# Data under study:
BEGIN
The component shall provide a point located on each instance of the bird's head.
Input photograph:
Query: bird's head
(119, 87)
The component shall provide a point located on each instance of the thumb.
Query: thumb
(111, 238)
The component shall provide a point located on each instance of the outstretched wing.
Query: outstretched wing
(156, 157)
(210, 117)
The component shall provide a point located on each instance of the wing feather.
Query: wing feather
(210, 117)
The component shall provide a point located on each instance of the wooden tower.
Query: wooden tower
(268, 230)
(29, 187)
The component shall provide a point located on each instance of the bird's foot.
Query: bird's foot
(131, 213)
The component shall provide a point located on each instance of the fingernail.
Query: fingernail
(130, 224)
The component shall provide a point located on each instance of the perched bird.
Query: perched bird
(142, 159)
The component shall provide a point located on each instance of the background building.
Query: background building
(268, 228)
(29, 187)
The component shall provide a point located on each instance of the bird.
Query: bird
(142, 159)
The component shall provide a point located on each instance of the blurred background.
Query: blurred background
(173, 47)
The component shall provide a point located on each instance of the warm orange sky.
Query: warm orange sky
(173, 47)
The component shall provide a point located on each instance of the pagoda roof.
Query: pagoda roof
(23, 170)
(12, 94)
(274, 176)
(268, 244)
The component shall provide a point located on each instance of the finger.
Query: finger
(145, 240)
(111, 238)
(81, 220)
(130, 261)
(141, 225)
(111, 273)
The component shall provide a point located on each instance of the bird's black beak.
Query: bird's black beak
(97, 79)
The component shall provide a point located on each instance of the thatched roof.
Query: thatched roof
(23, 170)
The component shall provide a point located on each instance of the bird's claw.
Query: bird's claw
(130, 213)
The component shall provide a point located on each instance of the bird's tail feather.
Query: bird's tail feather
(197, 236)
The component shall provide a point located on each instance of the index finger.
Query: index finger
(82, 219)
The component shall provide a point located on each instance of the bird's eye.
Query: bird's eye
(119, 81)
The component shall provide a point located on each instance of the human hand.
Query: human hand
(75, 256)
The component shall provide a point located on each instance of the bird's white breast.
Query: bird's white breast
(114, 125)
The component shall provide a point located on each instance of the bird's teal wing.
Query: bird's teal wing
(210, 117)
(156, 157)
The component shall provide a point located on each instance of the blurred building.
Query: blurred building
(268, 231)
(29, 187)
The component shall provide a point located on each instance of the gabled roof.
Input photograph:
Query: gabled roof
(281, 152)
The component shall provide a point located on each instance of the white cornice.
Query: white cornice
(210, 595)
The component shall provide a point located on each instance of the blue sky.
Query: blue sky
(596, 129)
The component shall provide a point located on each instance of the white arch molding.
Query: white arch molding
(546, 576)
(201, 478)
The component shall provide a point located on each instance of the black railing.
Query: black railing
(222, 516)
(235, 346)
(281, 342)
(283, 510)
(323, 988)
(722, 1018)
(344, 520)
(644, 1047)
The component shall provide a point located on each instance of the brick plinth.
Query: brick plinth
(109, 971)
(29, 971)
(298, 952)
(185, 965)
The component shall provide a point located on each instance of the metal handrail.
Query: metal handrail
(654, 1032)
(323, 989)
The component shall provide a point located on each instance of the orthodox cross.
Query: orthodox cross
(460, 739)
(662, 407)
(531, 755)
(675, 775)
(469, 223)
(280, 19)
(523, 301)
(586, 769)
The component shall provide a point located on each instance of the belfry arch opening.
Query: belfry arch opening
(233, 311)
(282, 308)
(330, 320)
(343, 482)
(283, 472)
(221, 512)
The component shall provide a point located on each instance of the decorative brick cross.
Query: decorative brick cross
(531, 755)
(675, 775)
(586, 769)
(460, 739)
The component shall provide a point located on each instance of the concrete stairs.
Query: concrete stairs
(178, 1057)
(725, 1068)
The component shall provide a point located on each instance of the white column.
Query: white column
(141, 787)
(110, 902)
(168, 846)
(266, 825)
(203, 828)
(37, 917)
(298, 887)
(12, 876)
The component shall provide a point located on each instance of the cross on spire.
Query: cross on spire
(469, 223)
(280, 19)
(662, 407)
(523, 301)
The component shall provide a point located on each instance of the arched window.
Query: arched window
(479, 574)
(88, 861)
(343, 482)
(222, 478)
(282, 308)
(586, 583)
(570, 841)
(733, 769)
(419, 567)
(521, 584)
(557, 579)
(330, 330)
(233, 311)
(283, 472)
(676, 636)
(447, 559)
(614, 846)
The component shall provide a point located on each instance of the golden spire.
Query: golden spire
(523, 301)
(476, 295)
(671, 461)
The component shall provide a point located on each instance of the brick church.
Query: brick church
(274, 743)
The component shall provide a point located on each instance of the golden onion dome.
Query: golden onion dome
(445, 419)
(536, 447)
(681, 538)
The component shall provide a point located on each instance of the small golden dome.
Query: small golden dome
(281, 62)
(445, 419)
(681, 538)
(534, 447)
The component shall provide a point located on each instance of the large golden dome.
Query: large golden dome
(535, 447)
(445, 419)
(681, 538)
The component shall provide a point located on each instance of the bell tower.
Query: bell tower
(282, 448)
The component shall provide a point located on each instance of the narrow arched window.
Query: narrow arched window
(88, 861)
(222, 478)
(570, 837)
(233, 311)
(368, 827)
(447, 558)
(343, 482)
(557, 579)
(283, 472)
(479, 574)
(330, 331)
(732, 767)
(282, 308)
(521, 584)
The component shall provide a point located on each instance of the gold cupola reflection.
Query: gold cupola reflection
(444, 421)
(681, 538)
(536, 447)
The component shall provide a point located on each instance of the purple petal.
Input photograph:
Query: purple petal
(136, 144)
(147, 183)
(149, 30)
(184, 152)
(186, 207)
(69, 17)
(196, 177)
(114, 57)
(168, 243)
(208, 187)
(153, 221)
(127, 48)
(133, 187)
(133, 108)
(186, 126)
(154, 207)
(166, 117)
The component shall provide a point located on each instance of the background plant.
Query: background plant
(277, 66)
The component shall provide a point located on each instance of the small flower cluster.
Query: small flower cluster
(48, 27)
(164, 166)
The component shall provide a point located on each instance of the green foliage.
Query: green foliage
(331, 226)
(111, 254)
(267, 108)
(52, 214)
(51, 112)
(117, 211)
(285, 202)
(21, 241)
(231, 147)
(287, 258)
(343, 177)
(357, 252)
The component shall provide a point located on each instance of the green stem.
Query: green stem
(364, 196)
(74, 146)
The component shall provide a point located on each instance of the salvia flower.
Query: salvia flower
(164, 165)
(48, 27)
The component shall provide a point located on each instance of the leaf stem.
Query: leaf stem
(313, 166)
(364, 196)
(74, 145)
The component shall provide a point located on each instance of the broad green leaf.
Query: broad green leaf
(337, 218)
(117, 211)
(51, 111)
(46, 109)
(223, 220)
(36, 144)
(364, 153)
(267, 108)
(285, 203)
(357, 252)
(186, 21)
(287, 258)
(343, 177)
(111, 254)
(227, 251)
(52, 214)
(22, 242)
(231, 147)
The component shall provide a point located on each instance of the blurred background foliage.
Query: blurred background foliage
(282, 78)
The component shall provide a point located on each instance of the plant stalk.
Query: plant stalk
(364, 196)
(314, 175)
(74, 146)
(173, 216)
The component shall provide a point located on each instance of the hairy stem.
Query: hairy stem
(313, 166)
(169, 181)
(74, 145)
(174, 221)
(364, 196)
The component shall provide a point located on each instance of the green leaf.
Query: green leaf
END
# Exercise details:
Begin with the line that has "Query: index finger" in the listing above and end after the line that has "the brick plinth."; output those lines exactly.

# Task result:
Query: index finger
(82, 219)
The component shall provide a point located on each instance of the bird's eye.
Query: bird's eye
(119, 81)
The component shall provide a point located on each instance of the human hand.
Query: human hand
(75, 256)
The component shall provide a point located on each instance of the bird's white breast.
Query: bird's white breast
(114, 125)
The component shall provide a point located on each instance of the bird's teal wing.
Query: bird's teal wing
(210, 117)
(156, 157)
The component shall provide a point located on each instance of the blurred building.
Query: blurred building
(268, 231)
(29, 187)
The component shall provide a point located on each instance of the gabled roof.
Input photograph:
Query: gabled roof
(281, 152)
The component shall provide a point located on each instance of the white cornice.
Query: white cornice
(210, 595)
The component shall provide a point located on each instance of the blue sky.
Query: blue sky
(596, 129)
The component shall provide a point located on each instance of the white arch molding.
Query: white arch molding
(546, 576)
(201, 478)
The component shall provide a point located on each instance of the black railing.
Query: black railing
(222, 516)
(235, 346)
(281, 342)
(283, 510)
(323, 988)
(722, 1018)
(344, 520)
(644, 1047)
The component shall provide a point located on each instance of the brick plinth.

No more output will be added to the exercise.